Zackes Brustik: Ich glaube, ich bringe selber auch noch mal ein paar Zahlen rein. Ein paar davon habe ich sogar von dir, andere habe ich gegoogelt. Ich glaube, was so den Müll angeht, in Europa allein verschwenden wir oder haben ja insgesamt, ich glaube, 5000000 Tonnen Müll aus entweder Kleidung oder Footwear, also Schuhen. Das sind so ungefähr 12 Kilo pro Kopf pro Jahr. Und ich habe mal eine faszinierende Zahl von dir gehört, das war in einem Panel in Augsburg, dass ein Kleidungsstück im Schnitt gerade mal viermal getragen wird. Das sind so eine absolut niedrige Zahl. Kannst du die noch mal kurz aufbereiten?
____________________
## Deine Aufgabe
Gib aus dem Textauszug über Kleidungsmüll den Abschnitt wortgetreu wieder, der mit den Worten „Zackes Brustik: Ich“ einsetzt und mit „mal kurz aufbereiten?“ schließt.

Einträge zu Formgrenzen:
____________________
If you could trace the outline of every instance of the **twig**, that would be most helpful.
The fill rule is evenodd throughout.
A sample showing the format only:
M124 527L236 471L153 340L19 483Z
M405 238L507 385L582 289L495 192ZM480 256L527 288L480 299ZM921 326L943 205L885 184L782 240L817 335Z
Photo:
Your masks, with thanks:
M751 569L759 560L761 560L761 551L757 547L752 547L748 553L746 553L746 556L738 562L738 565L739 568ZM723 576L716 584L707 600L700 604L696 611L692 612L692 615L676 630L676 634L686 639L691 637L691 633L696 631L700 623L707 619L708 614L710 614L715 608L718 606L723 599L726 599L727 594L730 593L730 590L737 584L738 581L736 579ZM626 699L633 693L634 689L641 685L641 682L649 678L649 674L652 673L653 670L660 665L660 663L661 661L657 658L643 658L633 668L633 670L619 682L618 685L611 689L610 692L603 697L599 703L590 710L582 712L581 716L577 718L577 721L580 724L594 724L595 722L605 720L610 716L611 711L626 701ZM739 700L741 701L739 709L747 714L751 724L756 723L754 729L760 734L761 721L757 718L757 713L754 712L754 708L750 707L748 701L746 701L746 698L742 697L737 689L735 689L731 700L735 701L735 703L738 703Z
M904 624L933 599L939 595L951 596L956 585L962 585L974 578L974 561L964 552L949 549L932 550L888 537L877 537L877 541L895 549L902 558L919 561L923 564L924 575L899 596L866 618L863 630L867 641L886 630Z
____________________
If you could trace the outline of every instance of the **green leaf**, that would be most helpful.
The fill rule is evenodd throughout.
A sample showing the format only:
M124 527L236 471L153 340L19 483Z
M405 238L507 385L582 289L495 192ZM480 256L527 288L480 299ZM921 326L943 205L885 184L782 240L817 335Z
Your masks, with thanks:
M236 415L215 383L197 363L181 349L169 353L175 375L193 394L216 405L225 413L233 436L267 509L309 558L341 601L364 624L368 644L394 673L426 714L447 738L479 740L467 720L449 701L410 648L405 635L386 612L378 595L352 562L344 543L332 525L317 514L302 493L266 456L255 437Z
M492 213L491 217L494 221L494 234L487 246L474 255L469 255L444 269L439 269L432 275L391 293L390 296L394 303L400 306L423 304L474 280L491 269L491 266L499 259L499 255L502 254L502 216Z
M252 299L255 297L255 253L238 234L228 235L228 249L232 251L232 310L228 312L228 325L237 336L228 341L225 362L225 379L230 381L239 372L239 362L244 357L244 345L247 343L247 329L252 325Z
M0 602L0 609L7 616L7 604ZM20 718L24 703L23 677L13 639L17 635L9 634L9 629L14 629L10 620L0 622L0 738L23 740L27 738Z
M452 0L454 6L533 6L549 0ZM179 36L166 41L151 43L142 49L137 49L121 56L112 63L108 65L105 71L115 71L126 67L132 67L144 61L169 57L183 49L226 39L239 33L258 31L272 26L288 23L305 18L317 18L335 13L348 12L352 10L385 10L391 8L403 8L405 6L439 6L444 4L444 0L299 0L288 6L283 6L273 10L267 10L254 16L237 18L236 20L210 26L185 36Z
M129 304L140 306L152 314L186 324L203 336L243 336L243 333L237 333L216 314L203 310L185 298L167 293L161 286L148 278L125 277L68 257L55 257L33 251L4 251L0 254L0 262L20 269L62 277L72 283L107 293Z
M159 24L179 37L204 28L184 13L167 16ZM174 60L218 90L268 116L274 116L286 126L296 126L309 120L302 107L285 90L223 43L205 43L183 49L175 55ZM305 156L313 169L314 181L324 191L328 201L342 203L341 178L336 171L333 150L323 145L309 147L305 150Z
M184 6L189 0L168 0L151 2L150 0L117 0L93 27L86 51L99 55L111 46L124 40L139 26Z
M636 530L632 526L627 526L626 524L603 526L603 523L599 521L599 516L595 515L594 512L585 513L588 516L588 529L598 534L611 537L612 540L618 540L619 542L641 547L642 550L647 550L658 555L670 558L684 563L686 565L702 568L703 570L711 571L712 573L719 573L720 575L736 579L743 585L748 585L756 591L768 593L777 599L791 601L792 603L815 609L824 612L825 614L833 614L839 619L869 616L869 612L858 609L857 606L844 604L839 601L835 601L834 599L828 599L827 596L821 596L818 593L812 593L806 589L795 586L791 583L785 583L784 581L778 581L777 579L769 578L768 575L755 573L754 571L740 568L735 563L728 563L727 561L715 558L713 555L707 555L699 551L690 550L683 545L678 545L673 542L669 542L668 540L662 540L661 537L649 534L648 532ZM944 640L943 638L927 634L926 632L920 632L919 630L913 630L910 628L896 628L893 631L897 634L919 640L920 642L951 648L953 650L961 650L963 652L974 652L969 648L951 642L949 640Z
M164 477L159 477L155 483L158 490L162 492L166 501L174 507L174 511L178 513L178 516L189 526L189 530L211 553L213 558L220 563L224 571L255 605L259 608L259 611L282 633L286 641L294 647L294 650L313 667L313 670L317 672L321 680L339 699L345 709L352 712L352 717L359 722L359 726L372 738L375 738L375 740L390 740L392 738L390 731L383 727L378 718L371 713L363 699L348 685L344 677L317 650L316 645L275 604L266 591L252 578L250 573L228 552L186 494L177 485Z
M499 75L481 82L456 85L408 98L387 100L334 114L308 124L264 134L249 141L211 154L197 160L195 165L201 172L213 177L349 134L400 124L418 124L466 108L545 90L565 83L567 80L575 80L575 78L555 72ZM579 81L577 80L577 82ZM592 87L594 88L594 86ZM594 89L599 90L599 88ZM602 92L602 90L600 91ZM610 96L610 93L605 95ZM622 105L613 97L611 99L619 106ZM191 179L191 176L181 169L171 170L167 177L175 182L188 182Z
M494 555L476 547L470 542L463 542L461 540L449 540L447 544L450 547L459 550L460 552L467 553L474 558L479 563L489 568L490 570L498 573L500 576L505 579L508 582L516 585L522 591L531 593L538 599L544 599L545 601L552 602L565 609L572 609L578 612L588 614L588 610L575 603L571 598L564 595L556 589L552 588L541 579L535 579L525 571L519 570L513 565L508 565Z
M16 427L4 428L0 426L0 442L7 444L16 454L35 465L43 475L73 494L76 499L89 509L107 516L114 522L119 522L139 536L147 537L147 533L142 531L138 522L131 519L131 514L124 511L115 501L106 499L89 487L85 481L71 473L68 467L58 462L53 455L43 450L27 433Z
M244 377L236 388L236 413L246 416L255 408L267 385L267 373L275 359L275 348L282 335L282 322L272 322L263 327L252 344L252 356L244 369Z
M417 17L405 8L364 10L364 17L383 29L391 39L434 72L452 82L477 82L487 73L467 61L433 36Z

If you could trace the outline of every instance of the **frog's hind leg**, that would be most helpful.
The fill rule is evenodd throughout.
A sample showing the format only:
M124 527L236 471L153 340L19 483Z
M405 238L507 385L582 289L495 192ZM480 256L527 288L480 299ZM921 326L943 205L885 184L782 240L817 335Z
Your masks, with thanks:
____________________
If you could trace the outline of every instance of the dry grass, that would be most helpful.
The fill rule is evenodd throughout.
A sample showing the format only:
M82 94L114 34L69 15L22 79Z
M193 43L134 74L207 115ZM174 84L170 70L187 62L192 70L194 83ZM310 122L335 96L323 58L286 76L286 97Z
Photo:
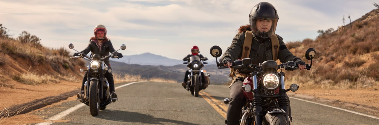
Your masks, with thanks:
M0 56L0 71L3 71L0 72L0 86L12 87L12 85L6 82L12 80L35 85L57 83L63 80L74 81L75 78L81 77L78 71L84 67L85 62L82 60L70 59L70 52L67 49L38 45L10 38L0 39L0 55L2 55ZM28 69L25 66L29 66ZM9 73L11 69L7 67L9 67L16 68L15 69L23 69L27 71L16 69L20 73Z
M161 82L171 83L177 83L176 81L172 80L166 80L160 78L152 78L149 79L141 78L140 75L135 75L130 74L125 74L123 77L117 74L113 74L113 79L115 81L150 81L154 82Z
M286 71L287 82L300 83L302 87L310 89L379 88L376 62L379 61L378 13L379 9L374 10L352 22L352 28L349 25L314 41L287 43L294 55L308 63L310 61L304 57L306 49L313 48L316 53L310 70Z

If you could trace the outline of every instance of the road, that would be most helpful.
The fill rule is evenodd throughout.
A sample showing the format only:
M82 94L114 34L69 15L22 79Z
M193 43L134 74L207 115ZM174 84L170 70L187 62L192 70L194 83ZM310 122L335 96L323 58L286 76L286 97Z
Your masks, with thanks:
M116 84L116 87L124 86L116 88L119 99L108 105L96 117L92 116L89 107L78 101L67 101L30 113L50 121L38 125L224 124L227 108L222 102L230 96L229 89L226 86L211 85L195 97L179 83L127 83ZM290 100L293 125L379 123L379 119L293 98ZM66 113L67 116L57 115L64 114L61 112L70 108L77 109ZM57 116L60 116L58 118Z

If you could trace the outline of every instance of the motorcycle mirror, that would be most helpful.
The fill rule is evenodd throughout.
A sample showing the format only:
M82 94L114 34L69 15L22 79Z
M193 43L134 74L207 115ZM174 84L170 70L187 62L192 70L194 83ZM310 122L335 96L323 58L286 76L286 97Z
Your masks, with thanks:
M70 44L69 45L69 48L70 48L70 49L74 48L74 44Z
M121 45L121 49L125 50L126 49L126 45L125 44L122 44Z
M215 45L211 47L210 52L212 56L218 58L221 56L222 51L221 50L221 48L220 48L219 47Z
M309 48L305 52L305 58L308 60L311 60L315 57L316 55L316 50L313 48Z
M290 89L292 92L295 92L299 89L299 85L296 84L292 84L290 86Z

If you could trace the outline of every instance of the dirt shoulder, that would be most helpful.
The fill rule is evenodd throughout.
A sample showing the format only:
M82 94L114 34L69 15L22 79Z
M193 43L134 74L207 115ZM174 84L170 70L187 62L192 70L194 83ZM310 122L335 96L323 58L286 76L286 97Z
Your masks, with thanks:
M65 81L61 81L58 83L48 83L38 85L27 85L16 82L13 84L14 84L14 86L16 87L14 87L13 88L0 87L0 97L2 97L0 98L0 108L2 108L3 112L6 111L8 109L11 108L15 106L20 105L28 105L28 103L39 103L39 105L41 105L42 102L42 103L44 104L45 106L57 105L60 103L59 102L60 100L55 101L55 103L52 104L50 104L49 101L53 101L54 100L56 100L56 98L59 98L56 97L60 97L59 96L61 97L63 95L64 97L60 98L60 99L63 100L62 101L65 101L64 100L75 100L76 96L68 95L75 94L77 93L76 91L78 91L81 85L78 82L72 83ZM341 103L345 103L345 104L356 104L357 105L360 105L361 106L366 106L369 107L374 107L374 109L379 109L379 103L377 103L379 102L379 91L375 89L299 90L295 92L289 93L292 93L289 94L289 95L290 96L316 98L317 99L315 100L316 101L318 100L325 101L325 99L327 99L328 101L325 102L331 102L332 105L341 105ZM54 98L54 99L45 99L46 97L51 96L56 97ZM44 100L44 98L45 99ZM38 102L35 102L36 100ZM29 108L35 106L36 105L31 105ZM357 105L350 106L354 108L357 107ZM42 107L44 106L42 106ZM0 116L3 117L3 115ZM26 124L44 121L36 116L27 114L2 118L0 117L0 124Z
____________________
## Deine Lösung
Zackes Brustik: Ich glaube, ich bringe selber auch noch mal ein paar Zahlen rein. Ein paar davon habe ich sogar von dir, andere habe ich gegoogelt. Ich glaube, was so den Müll angeht, in Europa allein verschwenden wir oder haben ja insgesamt, ich glaube, 5000000 Tonnen Müll aus entweder Kleidung oder Footwear, also Schuhen. Das sind so ungefähr 12 Kilo pro Kopf pro Jahr. Und ich habe mal eine faszinierende Zahl von dir gehört, das war in einem Panel in Augsburg, dass ein Kleidungsstück im Schnitt gerade mal viermal getragen wird. Das sind so eine absolut niedrige Zahl. Kannst du die noch mal kurz aufbereiten?